やること: 抜粋によると、つばさ総合高校の電気使用量は2003年度と比べて2007年度にどれだけ削減されましたか。抜粋に書かれている数値で答えてください。

抜粋:
つばさ総合高校の電気使用量は、2003年度と比較して2007年度には20万kW、約15%の削減に成功しています。金額に直すと約400万円は減っていることになります。
同校では、教室の電気は消えているのが普通の状態で、使うときだけ灯けるのがあたりまえになっている様子が取材時にもうかがえました。
各教室からゴミ箱をなくし、校内に6カ所の「分別ステーション」を設置。これにより、活動開始当初と比べて、ゴミの量が80%削減りました。
年度末に、ISO活動に関する理解度や環境意識の変化を知るためのアンケートをすべての教職員と生徒に対して行い、次年度以降の参考にしています。アンケート調査は、ISO推進委員会の生徒が担当します。
主に紙の使用量削減に取り組んでおり、取り組み前より20万枚くらいは減っています。ただし、紙の使用量減は、学校活動があまり活発ではないという見方もできるので、数値目標の立て方が難しいとのことです。

(インスタンスごとの点による位置特定データ)
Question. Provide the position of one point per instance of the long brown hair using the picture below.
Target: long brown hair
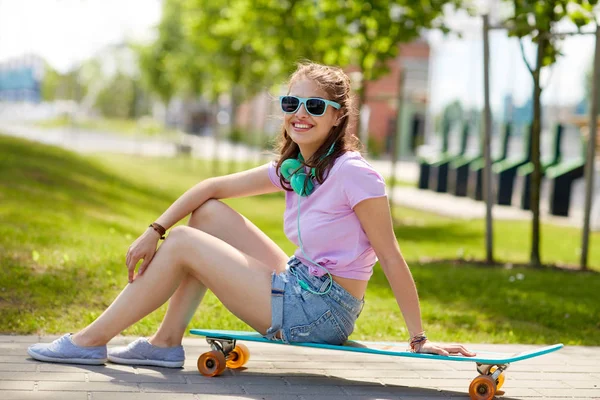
(336, 84)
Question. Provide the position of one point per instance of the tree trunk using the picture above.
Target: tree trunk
(536, 176)
(362, 98)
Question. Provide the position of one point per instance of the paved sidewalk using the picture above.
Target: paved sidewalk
(287, 372)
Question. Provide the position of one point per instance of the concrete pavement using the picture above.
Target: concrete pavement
(287, 372)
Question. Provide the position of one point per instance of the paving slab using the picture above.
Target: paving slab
(288, 372)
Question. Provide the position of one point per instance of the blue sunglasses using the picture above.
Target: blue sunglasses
(315, 106)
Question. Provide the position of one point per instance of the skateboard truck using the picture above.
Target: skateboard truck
(225, 354)
(225, 346)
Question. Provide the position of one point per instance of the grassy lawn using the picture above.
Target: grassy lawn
(66, 221)
(143, 127)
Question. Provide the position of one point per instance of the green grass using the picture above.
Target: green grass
(67, 220)
(143, 126)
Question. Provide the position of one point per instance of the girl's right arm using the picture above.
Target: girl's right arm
(247, 183)
(252, 182)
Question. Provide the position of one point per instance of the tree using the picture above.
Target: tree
(537, 20)
(156, 60)
(374, 30)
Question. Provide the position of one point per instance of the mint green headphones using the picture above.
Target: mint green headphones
(299, 180)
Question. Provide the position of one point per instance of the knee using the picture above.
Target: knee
(178, 235)
(206, 213)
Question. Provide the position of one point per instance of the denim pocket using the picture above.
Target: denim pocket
(324, 330)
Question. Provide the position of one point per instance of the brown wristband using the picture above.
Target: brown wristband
(158, 228)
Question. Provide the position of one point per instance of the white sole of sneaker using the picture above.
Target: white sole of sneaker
(86, 361)
(153, 363)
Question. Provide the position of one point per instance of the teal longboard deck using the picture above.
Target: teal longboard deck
(385, 348)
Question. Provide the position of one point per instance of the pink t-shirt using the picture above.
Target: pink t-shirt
(331, 232)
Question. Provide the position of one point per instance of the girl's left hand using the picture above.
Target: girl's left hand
(445, 349)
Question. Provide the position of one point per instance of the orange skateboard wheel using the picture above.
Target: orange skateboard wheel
(212, 363)
(482, 388)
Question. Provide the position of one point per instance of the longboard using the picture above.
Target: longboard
(227, 353)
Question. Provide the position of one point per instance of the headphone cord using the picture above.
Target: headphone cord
(303, 284)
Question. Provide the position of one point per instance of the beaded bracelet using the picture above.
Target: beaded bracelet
(158, 228)
(416, 342)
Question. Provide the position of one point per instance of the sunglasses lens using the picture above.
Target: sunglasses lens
(289, 104)
(315, 106)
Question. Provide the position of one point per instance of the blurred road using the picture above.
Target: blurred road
(203, 147)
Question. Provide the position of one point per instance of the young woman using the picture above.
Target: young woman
(336, 212)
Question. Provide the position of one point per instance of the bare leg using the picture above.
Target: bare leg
(223, 222)
(209, 261)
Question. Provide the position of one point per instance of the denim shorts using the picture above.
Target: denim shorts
(301, 316)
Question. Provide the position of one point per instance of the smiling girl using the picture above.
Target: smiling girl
(337, 213)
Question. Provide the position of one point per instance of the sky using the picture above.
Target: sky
(66, 32)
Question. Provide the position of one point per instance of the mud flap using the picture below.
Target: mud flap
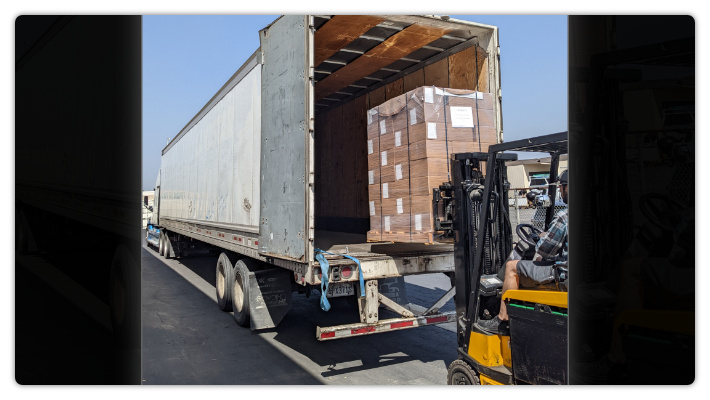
(269, 297)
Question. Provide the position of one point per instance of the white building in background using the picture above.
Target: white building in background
(520, 172)
(149, 197)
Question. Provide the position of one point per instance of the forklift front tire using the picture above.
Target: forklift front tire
(460, 373)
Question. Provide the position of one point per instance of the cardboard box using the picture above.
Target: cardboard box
(410, 142)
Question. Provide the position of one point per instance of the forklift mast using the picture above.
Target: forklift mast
(482, 232)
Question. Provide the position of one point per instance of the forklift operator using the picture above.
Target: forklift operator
(551, 248)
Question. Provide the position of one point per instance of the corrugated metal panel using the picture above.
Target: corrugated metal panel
(283, 229)
(211, 173)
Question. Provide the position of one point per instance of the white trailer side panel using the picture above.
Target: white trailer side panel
(211, 173)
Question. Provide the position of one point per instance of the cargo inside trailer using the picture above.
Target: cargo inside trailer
(361, 62)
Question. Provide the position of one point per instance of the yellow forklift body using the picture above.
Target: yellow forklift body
(490, 350)
(550, 298)
(488, 381)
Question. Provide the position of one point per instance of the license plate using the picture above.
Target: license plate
(340, 289)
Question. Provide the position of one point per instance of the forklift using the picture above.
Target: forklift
(532, 349)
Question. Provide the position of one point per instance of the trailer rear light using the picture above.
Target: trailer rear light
(346, 272)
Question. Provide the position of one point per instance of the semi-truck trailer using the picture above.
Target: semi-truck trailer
(272, 171)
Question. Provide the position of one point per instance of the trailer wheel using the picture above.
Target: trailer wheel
(224, 282)
(460, 373)
(161, 243)
(240, 290)
(167, 246)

回答欄: 20万kW、約15%削減されました。